— START Selected passage —

Figure 1 Demonstration for accounting for surrounding grid points. The target grid point is marked in the center. Image source: Kothe et al. (2017).

For each grid point, the number of sunny slots in the 24 pixels in the vicinity plus the center cell grid of interest is summed up (Eq. 7).

$$\begin{array}{}\text{(7)}& \mathit{\#}\text{SI}{n}_i(x,y)=\sum _{m=y-\mathrm{2}}^{m=y+\mathrm{2}}\sum _{n=x-\mathrm{2}}^{n=x+\mathrm{2}}\text{SI}{n}_i(m,n)\end{array}$$

First, for each daytime slot i, this is done. Then, to also incorporate the temporal shift in the clouds, the number of each time step is combined with the number of the previous time step for each pixel (Eq. 8).

$$\begin{array}{}\text{(8)}& \begin{array}{l}{N}_{\mathrm{1}}=\mathit{\#}\text{SI}{n}_{\mathrm{1}}\times \mathrm{0.04}\\ N_i=\left(\mathit{\#}\text{SI}{n}_i+\mathit{\#}\text{SI}{n}_{i-\mathrm{1}}\right)\times \mathrm{0.02}\end{array}\end{array}$$

The factor 0.04 is used for the first time slot of the day. For i>1, 0.02 is used. Thus, if all 25 grid points are sunny, then the resulting number N is 1 or 0 in the case that no grid point is sunny.

Thereafter, the impact of sunny and cloudy grid points on the temporal length of one time slot is estimated. The fraction of time, which slot i contributes to the daily SDU, is achieved by Eq. (9).

$$\begin{array}{}\text{(9)}& W_i=\left\{\begin{array}{lcc}max\left(N_i,C_{\mathrm{1}}\right)& \text{if}& \text{DNI}\left(C_{\mathrm{gp}}\right)\ge \mathrm{120}\mathrm{W}{\mathrm{m}}^{-\mathrm{2}}\\ N_i\cdot C_{\mathrm{2}}& \text{if}& \text{DNI}\left(C_{\mathrm{gp}}\right)<\mathrm{120}\mathrm{W}{\mathrm{m}}^{-\mathrm{2}}\end{array}\right.\end{array}$$

If the DNI in the center grid point is equal to or greater than 120 W m⁻², then the grid point is taken as sunny, and the weight (W_i) is defined by the maximum value between N_i and C₁. Otherwise, W_i is the product of N_i and C₂. These constants were derived empirically through sensitivity tests by minimizing the bias compared to reference station data in Germany. They are set as C₁=0.4, which indicates the minimum fraction that a sunny slot can contribute, and C₂=0.05, which is the weight for the contribution of a non-sunny slot (Kothe et al., 2017). The daily SDU in hours is then derived by Eq. (5).

3 Ground data and evaluation methods

To evaluate the satellite products for the period from September 2013 to December 2017, data from the INMET network were used as the ground truth. This network provides daily measurements obtained with Campbell–Stokes recorders. The stations were selected based on data availability; only stations with less than 20 % of observations missing over the study period were retained. A total of 193 stations was chosen. Quality checks were applied in order to exclude spurious data, e.g., measurements higher than its physical limits and false zeros (Gava, 2021).

— END Selected passage —
— START Supplied records —

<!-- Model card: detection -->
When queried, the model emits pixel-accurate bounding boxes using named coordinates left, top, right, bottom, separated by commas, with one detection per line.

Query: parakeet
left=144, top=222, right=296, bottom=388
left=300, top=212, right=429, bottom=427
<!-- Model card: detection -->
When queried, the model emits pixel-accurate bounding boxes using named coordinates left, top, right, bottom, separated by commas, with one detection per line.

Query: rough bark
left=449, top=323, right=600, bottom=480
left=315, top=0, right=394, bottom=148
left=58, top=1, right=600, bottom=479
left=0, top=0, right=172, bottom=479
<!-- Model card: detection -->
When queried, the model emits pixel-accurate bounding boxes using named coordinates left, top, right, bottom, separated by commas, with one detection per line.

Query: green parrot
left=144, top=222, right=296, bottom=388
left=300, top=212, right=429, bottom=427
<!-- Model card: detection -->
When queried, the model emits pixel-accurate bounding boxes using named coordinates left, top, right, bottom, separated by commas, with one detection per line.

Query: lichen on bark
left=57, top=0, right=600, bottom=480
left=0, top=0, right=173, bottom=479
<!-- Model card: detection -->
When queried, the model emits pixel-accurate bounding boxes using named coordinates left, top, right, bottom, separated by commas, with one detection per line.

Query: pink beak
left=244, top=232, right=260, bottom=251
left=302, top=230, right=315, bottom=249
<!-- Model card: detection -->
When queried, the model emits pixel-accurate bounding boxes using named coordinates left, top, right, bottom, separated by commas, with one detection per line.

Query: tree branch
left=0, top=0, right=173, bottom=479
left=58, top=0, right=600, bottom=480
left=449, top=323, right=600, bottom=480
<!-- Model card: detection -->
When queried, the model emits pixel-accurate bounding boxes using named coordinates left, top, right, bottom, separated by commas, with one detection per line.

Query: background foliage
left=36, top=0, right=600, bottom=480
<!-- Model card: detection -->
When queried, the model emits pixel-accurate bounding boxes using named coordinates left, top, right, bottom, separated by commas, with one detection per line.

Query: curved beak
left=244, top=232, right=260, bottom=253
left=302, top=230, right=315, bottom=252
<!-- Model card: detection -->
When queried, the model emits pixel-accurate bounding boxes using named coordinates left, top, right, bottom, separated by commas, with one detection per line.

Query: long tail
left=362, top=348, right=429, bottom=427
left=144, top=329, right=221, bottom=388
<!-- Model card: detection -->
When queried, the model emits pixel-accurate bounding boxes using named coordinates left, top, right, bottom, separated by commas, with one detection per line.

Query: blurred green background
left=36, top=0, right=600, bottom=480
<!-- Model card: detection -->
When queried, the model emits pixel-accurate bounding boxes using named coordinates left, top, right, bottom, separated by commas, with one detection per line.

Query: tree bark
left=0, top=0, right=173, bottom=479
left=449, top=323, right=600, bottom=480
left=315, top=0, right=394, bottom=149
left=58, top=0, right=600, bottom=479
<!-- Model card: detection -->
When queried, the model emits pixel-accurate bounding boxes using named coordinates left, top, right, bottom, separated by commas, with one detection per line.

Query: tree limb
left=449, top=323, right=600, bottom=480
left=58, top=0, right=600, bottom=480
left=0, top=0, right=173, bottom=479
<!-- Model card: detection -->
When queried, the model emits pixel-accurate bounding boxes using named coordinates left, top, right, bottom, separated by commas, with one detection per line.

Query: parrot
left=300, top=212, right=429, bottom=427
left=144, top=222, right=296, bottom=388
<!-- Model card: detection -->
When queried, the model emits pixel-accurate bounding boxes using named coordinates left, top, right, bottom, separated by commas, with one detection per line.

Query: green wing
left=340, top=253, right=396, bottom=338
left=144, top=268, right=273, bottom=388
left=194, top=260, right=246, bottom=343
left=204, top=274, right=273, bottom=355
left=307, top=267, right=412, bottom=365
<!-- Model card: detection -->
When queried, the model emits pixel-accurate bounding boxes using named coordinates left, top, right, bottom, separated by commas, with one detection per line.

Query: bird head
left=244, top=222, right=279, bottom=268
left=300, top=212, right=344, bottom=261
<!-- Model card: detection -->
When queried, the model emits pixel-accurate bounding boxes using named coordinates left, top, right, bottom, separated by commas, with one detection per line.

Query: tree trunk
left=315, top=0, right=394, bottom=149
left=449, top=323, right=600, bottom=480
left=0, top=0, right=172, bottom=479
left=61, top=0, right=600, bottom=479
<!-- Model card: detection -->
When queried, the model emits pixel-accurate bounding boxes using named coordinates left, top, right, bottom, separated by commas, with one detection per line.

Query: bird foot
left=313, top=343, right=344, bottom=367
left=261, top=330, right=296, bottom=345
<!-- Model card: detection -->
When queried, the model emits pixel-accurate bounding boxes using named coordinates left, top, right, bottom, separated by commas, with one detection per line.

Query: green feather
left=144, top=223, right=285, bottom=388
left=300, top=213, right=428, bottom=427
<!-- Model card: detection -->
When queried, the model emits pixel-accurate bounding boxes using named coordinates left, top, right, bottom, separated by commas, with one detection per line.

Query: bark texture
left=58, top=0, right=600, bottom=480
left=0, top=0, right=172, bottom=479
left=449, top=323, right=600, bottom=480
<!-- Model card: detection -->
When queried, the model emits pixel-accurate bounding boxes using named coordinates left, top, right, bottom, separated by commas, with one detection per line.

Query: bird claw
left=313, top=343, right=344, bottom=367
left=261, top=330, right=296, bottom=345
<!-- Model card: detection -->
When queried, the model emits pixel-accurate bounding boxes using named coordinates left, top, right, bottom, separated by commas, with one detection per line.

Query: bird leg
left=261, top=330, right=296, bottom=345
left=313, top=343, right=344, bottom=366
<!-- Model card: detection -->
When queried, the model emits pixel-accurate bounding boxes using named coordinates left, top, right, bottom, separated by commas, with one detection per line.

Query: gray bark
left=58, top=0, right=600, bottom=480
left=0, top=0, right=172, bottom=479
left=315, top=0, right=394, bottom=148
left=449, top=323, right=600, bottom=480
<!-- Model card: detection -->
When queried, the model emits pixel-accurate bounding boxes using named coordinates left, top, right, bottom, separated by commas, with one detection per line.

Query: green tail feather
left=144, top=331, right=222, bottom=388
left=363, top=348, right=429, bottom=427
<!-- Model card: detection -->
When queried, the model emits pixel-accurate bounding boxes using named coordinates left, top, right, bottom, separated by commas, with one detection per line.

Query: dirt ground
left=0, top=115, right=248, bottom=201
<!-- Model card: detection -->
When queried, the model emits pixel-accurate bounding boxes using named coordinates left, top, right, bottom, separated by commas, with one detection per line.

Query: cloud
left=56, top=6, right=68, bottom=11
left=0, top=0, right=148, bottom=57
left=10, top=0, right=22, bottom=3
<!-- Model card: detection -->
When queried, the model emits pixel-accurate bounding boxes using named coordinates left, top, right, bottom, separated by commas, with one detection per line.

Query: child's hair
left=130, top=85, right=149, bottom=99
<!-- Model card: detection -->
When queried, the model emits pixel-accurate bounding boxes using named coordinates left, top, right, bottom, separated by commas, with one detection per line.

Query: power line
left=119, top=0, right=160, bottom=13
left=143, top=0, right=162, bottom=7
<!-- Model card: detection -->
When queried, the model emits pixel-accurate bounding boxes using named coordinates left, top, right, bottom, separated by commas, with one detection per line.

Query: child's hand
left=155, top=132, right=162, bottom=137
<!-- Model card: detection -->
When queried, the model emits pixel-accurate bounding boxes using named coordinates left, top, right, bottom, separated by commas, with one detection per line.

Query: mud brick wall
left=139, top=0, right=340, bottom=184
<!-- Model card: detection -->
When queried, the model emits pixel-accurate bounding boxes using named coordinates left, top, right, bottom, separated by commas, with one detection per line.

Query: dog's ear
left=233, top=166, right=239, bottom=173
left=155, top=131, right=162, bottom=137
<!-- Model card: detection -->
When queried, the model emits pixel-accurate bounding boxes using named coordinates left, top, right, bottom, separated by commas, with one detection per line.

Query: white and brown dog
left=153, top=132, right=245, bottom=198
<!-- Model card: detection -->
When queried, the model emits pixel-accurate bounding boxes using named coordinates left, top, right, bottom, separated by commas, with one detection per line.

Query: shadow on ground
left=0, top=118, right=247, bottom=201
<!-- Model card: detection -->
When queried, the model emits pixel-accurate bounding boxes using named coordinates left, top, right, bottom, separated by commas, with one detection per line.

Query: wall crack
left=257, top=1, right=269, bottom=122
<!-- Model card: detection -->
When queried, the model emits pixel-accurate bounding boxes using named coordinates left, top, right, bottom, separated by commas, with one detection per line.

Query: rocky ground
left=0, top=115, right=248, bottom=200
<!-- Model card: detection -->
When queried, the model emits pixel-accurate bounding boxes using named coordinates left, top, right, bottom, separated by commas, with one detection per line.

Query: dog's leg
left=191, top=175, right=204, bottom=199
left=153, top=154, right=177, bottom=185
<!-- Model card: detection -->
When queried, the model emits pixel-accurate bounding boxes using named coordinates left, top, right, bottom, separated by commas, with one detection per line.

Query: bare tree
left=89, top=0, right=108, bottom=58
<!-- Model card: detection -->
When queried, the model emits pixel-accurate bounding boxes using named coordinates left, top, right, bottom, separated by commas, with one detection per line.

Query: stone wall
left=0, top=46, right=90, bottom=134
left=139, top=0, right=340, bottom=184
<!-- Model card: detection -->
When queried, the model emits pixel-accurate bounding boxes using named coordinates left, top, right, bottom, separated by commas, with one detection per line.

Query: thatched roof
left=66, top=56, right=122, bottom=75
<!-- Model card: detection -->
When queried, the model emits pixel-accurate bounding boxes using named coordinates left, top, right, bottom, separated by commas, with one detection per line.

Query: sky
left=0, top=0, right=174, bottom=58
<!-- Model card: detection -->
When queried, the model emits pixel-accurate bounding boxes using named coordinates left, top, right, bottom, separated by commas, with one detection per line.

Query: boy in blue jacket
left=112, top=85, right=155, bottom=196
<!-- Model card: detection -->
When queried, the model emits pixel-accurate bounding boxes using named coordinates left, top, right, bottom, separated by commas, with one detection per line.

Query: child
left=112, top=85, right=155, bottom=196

— END Supplied records —

### Required tasks:
1. Collect every line of the listing that contains the string "background", matching case exactly.
2. Extend the passage on satellite-derived sunshine duration, picking up after its final sentence.

### Per-task answers:
1.
Query: background foliage
Query: blurred green background

2.
Due to the considerable extension of the Brazilian territory, and the great variety of biomes and climates, the stations were grouped by climate zones, as suggested in Raichijk (2012). This classification was developed by the Brazilian Institute of Geography and Statistics (IBGE) and takes into account the average air temperature and precipitation regimes (highly anticorrelated to sunshine duration). The regions are illustrated in Fig. 2.

Figure 2 Spatial distribution of the INMET stations used in this study.

Figure 3 presents the box plot of SDU ground measurements for the analyzed period grouped by the climate zones. The main characteristics of the regions are described below, and the number of stations included in each one is given in parentheses.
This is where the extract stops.